What this task involves:
Gather each line in the entries that includes the string "black".

Referring expression data:
== Segment start ==
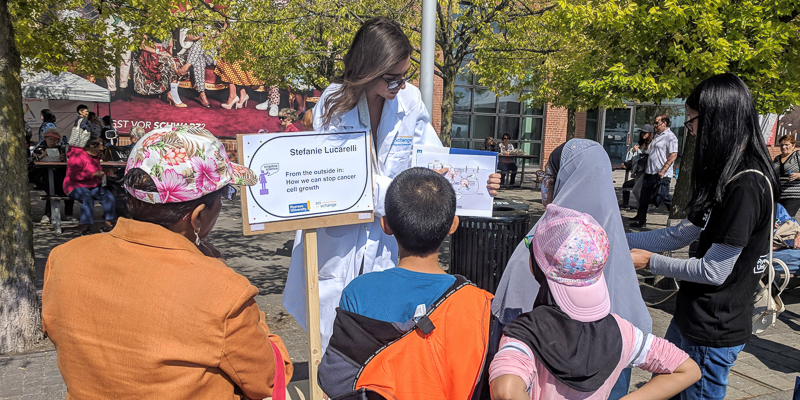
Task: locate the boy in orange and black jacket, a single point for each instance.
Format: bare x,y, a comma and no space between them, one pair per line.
411,331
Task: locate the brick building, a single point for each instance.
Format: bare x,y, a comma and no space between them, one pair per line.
479,113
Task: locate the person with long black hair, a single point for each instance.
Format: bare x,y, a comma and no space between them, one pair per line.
730,212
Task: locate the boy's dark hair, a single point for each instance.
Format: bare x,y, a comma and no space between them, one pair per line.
167,214
420,207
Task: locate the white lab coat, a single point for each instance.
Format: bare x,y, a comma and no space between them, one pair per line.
342,249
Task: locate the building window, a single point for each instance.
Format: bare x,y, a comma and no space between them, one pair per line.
479,113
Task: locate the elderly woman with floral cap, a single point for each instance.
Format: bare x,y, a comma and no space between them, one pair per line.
160,315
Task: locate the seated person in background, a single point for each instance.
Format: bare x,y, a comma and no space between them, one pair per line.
136,133
84,182
287,117
108,126
786,234
570,346
95,125
308,120
50,150
437,324
489,144
150,310
506,164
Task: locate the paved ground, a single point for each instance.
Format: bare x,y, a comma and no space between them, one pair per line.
766,369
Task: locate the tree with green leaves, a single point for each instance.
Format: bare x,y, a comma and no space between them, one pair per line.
303,42
648,51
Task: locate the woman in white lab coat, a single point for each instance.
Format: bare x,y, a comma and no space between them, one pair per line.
371,94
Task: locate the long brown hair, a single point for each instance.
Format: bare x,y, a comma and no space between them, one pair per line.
379,45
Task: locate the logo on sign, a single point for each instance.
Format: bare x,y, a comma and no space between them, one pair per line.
299,207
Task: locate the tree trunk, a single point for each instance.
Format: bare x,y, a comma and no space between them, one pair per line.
570,124
448,99
20,317
683,188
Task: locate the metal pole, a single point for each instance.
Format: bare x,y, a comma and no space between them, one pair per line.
428,51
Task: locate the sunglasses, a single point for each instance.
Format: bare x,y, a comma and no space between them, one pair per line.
394,84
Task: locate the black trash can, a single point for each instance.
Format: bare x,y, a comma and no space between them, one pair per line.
481,247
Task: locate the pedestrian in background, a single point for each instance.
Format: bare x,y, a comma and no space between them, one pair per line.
637,162
788,166
731,214
578,177
663,152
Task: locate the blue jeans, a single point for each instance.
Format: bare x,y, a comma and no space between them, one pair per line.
715,364
87,196
620,388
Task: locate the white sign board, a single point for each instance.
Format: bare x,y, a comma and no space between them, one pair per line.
468,172
307,174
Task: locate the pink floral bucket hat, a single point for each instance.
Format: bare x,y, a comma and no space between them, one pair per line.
185,164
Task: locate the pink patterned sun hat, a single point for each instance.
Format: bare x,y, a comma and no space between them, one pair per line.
571,249
185,164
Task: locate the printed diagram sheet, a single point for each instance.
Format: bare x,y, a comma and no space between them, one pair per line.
468,172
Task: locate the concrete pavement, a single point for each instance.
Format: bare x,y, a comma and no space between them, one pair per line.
766,369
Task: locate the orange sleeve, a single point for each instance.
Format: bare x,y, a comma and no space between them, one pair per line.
247,357
44,288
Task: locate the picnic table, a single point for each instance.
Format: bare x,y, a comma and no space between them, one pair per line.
55,201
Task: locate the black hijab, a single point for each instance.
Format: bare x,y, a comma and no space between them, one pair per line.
581,355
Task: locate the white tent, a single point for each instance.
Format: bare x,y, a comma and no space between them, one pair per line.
61,94
65,86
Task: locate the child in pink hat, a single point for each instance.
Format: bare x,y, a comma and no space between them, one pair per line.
570,346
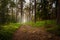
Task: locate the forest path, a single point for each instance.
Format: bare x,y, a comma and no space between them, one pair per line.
26,32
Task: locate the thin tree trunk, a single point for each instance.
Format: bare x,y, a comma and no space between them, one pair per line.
35,10
21,10
58,12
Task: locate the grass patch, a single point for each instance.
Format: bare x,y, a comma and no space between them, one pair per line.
7,31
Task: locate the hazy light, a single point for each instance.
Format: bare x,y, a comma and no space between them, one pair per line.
24,19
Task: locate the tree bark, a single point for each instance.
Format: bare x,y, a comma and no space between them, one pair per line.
58,12
35,10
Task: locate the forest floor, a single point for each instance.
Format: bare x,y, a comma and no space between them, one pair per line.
26,32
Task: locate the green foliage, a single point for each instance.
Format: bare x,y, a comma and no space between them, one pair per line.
7,31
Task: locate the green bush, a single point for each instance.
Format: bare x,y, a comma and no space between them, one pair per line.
7,31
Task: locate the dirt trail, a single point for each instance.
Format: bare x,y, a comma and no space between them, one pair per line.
26,32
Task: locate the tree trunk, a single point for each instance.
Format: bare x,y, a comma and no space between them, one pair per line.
21,9
58,12
35,10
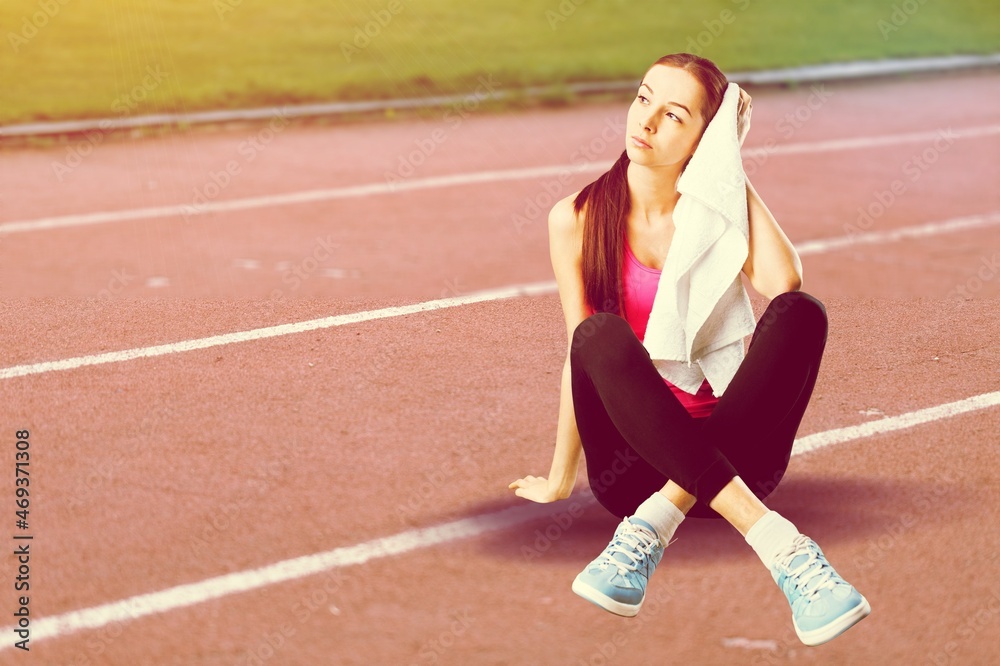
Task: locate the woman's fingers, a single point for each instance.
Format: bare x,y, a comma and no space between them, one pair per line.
521,483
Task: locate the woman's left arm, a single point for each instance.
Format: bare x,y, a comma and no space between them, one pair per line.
772,266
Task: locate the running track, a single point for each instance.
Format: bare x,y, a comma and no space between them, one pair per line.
208,409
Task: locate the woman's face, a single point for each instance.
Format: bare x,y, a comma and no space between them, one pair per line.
664,121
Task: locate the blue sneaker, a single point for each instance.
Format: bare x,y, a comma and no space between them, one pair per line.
824,605
616,580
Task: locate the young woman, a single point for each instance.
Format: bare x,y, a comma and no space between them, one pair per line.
654,453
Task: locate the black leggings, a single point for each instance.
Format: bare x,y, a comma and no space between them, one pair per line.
636,434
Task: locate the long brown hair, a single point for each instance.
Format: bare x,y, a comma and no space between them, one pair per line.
606,215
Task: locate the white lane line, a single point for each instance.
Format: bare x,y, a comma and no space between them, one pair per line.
275,331
374,189
532,289
888,424
891,235
191,594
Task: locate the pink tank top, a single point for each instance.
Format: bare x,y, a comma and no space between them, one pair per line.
639,284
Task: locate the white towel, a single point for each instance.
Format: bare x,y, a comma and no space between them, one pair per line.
701,312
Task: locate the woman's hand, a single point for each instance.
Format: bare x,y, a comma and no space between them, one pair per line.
743,108
536,489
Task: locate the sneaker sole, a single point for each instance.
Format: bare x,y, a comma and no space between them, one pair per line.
837,627
602,600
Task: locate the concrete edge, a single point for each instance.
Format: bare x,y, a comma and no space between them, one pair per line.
791,75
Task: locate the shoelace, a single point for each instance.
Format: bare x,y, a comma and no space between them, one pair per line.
634,538
813,568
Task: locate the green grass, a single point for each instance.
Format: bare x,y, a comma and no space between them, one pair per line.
90,59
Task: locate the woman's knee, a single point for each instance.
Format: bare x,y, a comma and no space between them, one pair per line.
597,334
803,308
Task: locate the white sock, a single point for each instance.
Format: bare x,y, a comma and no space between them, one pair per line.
770,535
661,513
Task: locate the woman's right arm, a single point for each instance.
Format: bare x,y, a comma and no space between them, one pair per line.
566,253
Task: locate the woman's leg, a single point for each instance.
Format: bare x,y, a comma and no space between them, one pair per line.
754,425
621,400
750,432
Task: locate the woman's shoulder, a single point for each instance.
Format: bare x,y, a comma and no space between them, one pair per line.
564,219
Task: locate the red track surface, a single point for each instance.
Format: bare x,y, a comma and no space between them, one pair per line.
312,441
== Segment end ==
Solution to the problem:
Task: locate the boy in orange and black jacket, a single point for each instance.
Task: locate the person with long black hair, a single point for each instance.
Task: locate the black trash can, a single point for each instance.
Task: locate the black hijab, a single point for each instance.
Task: locate the black leggings, a single point for each instance.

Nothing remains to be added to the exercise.